● GIVEN INSTRUCTION:
Repeat every record below exactly as it appears.
PROVIDED MATERIAL start
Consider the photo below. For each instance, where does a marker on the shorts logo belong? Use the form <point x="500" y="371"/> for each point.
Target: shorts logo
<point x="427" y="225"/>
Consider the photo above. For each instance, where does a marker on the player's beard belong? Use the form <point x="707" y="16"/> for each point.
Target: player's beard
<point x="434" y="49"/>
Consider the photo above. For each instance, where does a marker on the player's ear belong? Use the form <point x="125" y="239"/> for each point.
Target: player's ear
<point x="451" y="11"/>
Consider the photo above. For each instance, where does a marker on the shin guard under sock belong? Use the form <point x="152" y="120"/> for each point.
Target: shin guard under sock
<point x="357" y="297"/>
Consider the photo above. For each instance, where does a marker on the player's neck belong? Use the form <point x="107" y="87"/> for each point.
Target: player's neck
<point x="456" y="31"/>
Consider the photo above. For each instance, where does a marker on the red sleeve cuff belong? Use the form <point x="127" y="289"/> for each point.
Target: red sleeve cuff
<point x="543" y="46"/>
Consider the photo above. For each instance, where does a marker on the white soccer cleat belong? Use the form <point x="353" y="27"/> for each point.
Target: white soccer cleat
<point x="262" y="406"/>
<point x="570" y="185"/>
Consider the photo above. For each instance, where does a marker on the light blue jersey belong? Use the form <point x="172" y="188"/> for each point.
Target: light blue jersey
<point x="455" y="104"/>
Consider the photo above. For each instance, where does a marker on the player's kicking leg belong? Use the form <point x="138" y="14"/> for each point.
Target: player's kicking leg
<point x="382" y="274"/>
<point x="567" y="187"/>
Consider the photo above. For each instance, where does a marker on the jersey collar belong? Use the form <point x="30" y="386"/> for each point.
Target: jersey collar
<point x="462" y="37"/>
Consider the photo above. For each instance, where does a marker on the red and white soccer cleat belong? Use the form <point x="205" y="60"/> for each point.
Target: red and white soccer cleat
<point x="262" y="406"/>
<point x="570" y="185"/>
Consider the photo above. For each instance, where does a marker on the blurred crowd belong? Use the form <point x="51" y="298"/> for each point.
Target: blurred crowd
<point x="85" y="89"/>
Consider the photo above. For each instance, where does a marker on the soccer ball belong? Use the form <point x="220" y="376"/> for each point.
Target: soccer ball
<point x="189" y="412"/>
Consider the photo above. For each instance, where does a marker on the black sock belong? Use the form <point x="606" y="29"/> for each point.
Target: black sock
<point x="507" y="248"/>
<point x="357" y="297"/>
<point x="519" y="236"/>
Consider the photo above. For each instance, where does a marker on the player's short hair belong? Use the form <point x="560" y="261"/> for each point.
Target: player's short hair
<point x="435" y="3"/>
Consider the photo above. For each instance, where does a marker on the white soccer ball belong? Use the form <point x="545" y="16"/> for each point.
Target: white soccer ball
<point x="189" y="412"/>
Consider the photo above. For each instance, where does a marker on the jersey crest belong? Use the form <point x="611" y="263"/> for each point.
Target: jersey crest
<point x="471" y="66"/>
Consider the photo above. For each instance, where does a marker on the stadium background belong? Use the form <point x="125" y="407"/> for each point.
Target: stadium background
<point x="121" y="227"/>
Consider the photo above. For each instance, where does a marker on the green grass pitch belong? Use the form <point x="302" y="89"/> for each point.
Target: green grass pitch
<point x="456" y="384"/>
PROVIDED MATERIAL end
● SOLUTION BELOW:
Consider the photo below. For each instance, where does a marker on the shorts logo belong? Use the form <point x="500" y="371"/> for each point.
Target: shorts logo
<point x="427" y="225"/>
Consider the photo above. For each instance, where does a marker on the player's beard belong? Use the form <point x="707" y="16"/> for each point.
Target: player's beard
<point x="434" y="49"/>
Consider the photo above. For each instance, where does a marker on the player's ear belong? Use the form <point x="125" y="239"/> for each point.
Target: player's ear
<point x="451" y="11"/>
Consider the photo above. For each instance, where does a marker on the shin guard under sock belong? Use the form <point x="152" y="120"/> for each point.
Target: shin guard under sock
<point x="357" y="297"/>
Consider the photo above. For each instance, where does a marker on the player's neck belong? Use the form <point x="107" y="87"/> for each point.
Target: player's neck
<point x="456" y="31"/>
Consider the photo above. For each instance, where does a marker on the red sleeve cuff belong? Use the form <point x="127" y="289"/> for each point.
Target: red sleeve cuff
<point x="543" y="46"/>
Consider the photo above. For each instance, where does a marker on the white soccer cleat belong? Use the form <point x="353" y="27"/> for each point.
Target: white soccer cleat
<point x="262" y="406"/>
<point x="570" y="185"/>
Consider the photo above. For each instance, where does a marker on the light blue jersey belong? Use the form <point x="172" y="188"/> for each point.
Target: light blue jersey
<point x="455" y="104"/>
Consider the photo above. For each instance, where does a marker on the player's kicking leg belong? Use the form <point x="138" y="14"/> for each point.
Target: player's kicking leg
<point x="382" y="274"/>
<point x="567" y="187"/>
Consider the photo above. For each instance, where does a marker on the jersey collar belong? Use the form <point x="30" y="386"/> for each point.
Target: jersey collar
<point x="462" y="37"/>
Consider the photo above. For each instance, where does a marker on the red and white soccer cleat belong? Use the form <point x="205" y="60"/> for each point.
Target: red and white soccer cleat
<point x="262" y="406"/>
<point x="570" y="185"/>
Consider the photo above. For each instance, where does a marker on the blurred crowd belong? Use the form <point x="51" y="298"/> for each point.
Target: blurred crowd
<point x="85" y="89"/>
Consider the photo above. For each instance, where does a marker on the soccer ball belong? Use the form <point x="220" y="376"/> for each point.
Target: soccer ball
<point x="189" y="412"/>
Consider the photo above. For each instance, where does a marker on the black sock belong? Use the form <point x="606" y="29"/> for each point.
Target: black sock
<point x="507" y="248"/>
<point x="357" y="297"/>
<point x="519" y="236"/>
Consider the photo above. For each instance, where does a marker on the player's short hair belong? Use the form <point x="560" y="261"/> for each point.
Target: player's short hair
<point x="435" y="3"/>
Consider the photo above. For each instance, where does a marker on the white soccer ball belong? Use the form <point x="545" y="16"/> for each point.
Target: white soccer ball
<point x="189" y="412"/>
Consider the photo above. For each instance, where does a marker on the jersey crest belong? Use the form <point x="611" y="263"/> for each point.
Target: jersey crest
<point x="471" y="66"/>
Consider the photo above. For each instance, where does a marker on the stadium background belong? Use the form <point x="125" y="407"/> for each point.
Target: stadium background
<point x="121" y="227"/>
Consider the photo above. For each instance, where does a marker on the green grass pitch belong? Use the form <point x="302" y="89"/> for each point.
Target: green grass pitch
<point x="456" y="384"/>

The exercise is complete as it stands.